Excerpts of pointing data
==*==

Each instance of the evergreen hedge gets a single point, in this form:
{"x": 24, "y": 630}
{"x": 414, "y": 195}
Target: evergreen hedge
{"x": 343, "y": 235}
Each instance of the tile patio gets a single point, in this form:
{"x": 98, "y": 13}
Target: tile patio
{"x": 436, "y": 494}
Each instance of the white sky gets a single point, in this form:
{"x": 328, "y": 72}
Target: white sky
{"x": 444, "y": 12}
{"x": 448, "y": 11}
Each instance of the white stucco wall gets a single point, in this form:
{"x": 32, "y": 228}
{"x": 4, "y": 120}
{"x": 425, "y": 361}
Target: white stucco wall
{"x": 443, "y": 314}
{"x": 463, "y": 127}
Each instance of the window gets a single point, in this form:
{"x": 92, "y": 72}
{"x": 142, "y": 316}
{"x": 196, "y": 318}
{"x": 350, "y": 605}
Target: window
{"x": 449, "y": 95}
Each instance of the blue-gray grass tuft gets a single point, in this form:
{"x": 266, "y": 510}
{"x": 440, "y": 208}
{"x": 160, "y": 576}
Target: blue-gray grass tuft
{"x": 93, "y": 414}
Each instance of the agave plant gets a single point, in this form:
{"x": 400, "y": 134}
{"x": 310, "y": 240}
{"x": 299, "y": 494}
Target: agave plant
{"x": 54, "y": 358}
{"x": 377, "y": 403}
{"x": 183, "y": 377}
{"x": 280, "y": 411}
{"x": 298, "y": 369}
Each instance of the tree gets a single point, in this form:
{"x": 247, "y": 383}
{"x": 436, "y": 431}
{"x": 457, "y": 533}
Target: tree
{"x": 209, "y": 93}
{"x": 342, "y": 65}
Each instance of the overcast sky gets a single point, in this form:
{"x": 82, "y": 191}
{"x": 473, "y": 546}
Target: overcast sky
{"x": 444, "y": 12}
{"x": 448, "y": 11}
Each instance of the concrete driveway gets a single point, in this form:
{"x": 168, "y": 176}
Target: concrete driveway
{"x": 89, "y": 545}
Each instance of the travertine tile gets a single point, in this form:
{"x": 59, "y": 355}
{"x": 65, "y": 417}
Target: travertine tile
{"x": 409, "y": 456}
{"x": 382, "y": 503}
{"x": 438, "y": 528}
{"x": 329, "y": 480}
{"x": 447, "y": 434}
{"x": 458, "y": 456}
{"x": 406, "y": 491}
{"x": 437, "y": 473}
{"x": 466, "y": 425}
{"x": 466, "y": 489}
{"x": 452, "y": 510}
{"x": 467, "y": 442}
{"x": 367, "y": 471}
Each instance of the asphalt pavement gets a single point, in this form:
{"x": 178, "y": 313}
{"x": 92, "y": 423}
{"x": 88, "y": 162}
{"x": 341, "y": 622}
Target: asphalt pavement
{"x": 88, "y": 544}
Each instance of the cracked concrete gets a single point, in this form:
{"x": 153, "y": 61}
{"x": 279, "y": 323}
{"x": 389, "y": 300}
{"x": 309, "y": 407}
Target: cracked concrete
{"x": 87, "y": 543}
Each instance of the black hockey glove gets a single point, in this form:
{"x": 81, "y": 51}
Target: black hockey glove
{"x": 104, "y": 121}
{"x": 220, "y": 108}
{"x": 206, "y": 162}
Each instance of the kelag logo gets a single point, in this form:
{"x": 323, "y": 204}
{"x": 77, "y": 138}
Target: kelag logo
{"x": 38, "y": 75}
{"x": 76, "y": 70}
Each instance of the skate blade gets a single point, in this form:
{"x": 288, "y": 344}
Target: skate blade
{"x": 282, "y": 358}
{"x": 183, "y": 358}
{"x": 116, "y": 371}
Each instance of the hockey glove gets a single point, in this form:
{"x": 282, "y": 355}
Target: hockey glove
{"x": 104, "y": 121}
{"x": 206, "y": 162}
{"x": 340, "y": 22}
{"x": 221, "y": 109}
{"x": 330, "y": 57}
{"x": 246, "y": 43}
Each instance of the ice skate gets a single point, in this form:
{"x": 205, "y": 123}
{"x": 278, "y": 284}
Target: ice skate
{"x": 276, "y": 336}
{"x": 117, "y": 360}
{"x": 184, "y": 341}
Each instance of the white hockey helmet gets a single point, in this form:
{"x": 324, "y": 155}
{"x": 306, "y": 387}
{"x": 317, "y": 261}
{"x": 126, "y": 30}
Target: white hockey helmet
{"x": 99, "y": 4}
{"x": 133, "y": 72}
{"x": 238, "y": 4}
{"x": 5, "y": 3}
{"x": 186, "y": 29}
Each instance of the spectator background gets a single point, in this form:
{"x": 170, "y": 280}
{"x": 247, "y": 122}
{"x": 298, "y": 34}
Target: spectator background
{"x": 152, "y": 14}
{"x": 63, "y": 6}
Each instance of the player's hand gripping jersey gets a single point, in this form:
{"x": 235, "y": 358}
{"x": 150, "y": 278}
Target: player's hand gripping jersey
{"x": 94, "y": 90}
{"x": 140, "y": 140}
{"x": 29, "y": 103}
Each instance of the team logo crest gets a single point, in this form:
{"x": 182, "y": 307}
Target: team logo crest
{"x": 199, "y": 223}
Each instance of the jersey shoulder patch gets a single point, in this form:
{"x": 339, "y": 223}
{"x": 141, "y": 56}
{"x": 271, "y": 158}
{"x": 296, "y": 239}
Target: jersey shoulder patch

==*==

Each of the records should be retyped exactly.

Each instance of the evergreen hedge gets a single point, in this form:
{"x": 24, "y": 630}
{"x": 414, "y": 195}
Target: evergreen hedge
{"x": 343, "y": 235}
Each instance of the tile patio gets a single point, in this form:
{"x": 98, "y": 13}
Target: tile patio
{"x": 436, "y": 494}
Each instance of the white sky gets a single point, in this form:
{"x": 328, "y": 72}
Target: white sky
{"x": 444, "y": 12}
{"x": 448, "y": 11}
Each instance of the white stucco wall gets a single point, in this form:
{"x": 32, "y": 228}
{"x": 4, "y": 120}
{"x": 425, "y": 361}
Target: white stucco wall
{"x": 443, "y": 314}
{"x": 463, "y": 127}
Each instance of the window gets a single point, in this form:
{"x": 92, "y": 72}
{"x": 142, "y": 316}
{"x": 196, "y": 318}
{"x": 350, "y": 605}
Target: window
{"x": 449, "y": 95}
Each instance of the blue-gray grass tuft gets a single point, in this form:
{"x": 266, "y": 510}
{"x": 440, "y": 208}
{"x": 160, "y": 576}
Target: blue-gray grass tuft
{"x": 93, "y": 414}
Each instance of the agave plant gets a single point, in this form:
{"x": 400, "y": 134}
{"x": 310, "y": 240}
{"x": 299, "y": 494}
Target: agave plant
{"x": 54, "y": 358}
{"x": 377, "y": 403}
{"x": 183, "y": 377}
{"x": 280, "y": 411}
{"x": 298, "y": 369}
Each instance of the tree gets a single point, in this form:
{"x": 247, "y": 383}
{"x": 436, "y": 431}
{"x": 457, "y": 533}
Target: tree
{"x": 209, "y": 93}
{"x": 342, "y": 65}
Each instance of the overcast sky gets a single point, in this form:
{"x": 82, "y": 191}
{"x": 473, "y": 546}
Target: overcast sky
{"x": 444, "y": 12}
{"x": 448, "y": 11}
Each instance of the concrete driveway gets a single point, in this form:
{"x": 168, "y": 176}
Target: concrete driveway
{"x": 89, "y": 545}
Each instance of the travertine tile gets a single point, in this form:
{"x": 59, "y": 355}
{"x": 65, "y": 417}
Target: travertine tile
{"x": 409, "y": 456}
{"x": 382, "y": 503}
{"x": 438, "y": 528}
{"x": 329, "y": 480}
{"x": 447, "y": 434}
{"x": 458, "y": 456}
{"x": 406, "y": 491}
{"x": 437, "y": 473}
{"x": 466, "y": 425}
{"x": 466, "y": 489}
{"x": 452, "y": 510}
{"x": 467, "y": 442}
{"x": 367, "y": 471}
Each instance of the asphalt pavement gets a single point, in this form:
{"x": 178, "y": 313}
{"x": 92, "y": 423}
{"x": 88, "y": 162}
{"x": 341, "y": 622}
Target: asphalt pavement
{"x": 88, "y": 544}
Each instance of the cracked concrete gets a single point, in this form:
{"x": 153, "y": 61}
{"x": 279, "y": 323}
{"x": 389, "y": 300}
{"x": 309, "y": 407}
Target: cracked concrete
{"x": 87, "y": 543}
Each instance of the black hockey glove gets a single point, in this form:
{"x": 81, "y": 51}
Target: black hockey glove
{"x": 104, "y": 121}
{"x": 220, "y": 108}
{"x": 206, "y": 162}
Each instance of the kelag logo gets a single point, in this form:
{"x": 323, "y": 204}
{"x": 77, "y": 138}
Target: kelag logo
{"x": 38, "y": 75}
{"x": 76, "y": 70}
Each instance of the skate blade gets a single point, in this form:
{"x": 288, "y": 344}
Target: skate blade
{"x": 282, "y": 358}
{"x": 183, "y": 358}
{"x": 116, "y": 371}
Each instance of the hockey glove gets a single point, in this form:
{"x": 282, "y": 355}
Target: hockey glove
{"x": 104, "y": 121}
{"x": 206, "y": 162}
{"x": 340, "y": 22}
{"x": 221, "y": 109}
{"x": 330, "y": 57}
{"x": 246, "y": 43}
Each instance of the ice skate gets a single point, in this form:
{"x": 205, "y": 123}
{"x": 278, "y": 284}
Target: ice skate
{"x": 276, "y": 336}
{"x": 117, "y": 360}
{"x": 184, "y": 341}
Each instance of the white hockey helmet gets a single point, in this form:
{"x": 324, "y": 155}
{"x": 306, "y": 387}
{"x": 317, "y": 261}
{"x": 126, "y": 30}
Target: white hockey helmet
{"x": 99, "y": 4}
{"x": 133, "y": 72}
{"x": 238, "y": 4}
{"x": 5, "y": 3}
{"x": 186, "y": 29}
Each instance of the spectator background gets a single point, in this form:
{"x": 170, "y": 280}
{"x": 247, "y": 122}
{"x": 298, "y": 34}
Target: spectator background
{"x": 152, "y": 14}
{"x": 63, "y": 6}
Each instance of the player's hand gripping jersey gets a single point, in this form:
{"x": 235, "y": 358}
{"x": 150, "y": 278}
Target: player's hand gripping jersey
{"x": 94, "y": 90}
{"x": 140, "y": 140}
{"x": 29, "y": 103}
Each instance of the team logo crest gets a single point, in this form:
{"x": 182, "y": 307}
Target: team logo crest
{"x": 199, "y": 223}
Each instance of the jersey shoulder patch gets a single point, in this form:
{"x": 339, "y": 223}
{"x": 141, "y": 56}
{"x": 271, "y": 158}
{"x": 296, "y": 239}
Target: jersey shoulder patch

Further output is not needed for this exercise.